* [Provided text]:

"""

I just got done reading this: http://www.signvideo.com/dv-black-levels-d...eg-2-part-1.htm
One recommendation is not to use software to adjust the black levels. I don't have a proc amp nor do I know anybody who does. I am tempted to go the filter route though because, well, I want to be done with my project, lol.
Is there a Vdub filter that can change the black level downward at the edit step so that the resulting video shown on TV will look normal?
I'm also at a loss on how an mpeg2 encoder can influence brightness though I do notice some settings when I used MJPEG that had sliders for luminance and chroma quality.
I do notice that as you lower the quality factor down in MJPEG, the Luma and chroma levels increase. They are all at "0" at the highest quality level of "20". I'm taking it that mpeg2 has something similar to brightness settings as MJPEG does
I have read not long ago that luminance and brightness are not the same, so maybe luma is responsible or maybe it's not? I'll have to get back on that one. This is getting confusing. I thought luma was the black and white channel "(Y)" and was related to brightness?
I have left MJPEG because I have noticed that re-encoding to MJPEG a second time, forget it. Not only do you get the fuzzies but you also get this posterized, moving, effect with solid colors, like non-textured with walls. It's pretty gross looking actually.
I'll be looking up some stuff more in the time being. I don't like asking a lot of questions all the time and it can drive people crazy but I do look up what I'm trying to find. Sometimes I am successful, sometimes not so. I try to get as much as I can cram in and then I totally lose it.

"""

* [What is asked]:
- A) In the post about video black levels, at what MJPEG quality level are the luma and chroma settings all at "0"?
- B) Write a continuation of the post about video black levels, picking up right after its final sentence.

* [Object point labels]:
"""

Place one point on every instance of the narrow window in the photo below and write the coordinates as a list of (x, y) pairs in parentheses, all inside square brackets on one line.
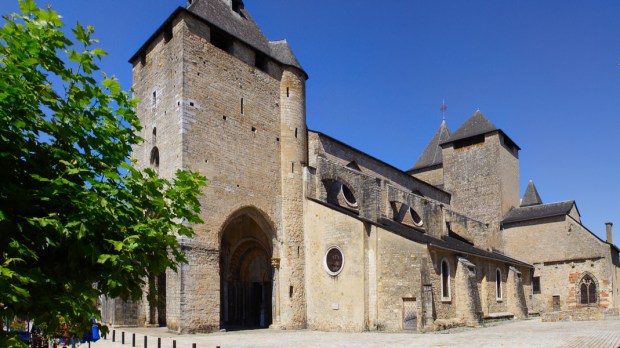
[(445, 280), (587, 288), (498, 284), (155, 158), (168, 33), (536, 285)]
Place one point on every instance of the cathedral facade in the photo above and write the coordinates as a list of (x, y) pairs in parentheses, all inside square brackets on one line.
[(303, 231)]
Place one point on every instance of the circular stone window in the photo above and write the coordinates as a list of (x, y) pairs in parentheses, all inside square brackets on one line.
[(334, 261)]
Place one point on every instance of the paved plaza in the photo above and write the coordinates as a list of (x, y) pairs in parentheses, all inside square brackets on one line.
[(524, 333)]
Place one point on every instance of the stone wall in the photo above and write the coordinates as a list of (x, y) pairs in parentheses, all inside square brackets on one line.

"""

* [Responses]:
- A) At the highest quality level, "20".

- B)
I did get Lagarith working but only in RGB mode. According to the text: Having the "prevent upscaling from decoding" while having RBG is suppose to do no color space conversion. Either I read that part wrong or it is a typo? Because for me it outputs RGB
I was able to use lagarith a while back and was able to use any color space without problem until I started using Vegas and I have an email where Ben told me to enable the "not to upsample" part for Vegas because if not Vegas will not be able to use lagarith compression at all. This was at version 8 of Vegas though, I will have to try this out in version 9 and see if I get a "no compressor" message in the video preview window like I did last year
As I end this post, I am using the info() command in avisynth on a file just processed as a test and the video file is coming out as BFF when all three sections in Vegas: Project properties, video properties and rendering properties are all set on NONE, progressive scan.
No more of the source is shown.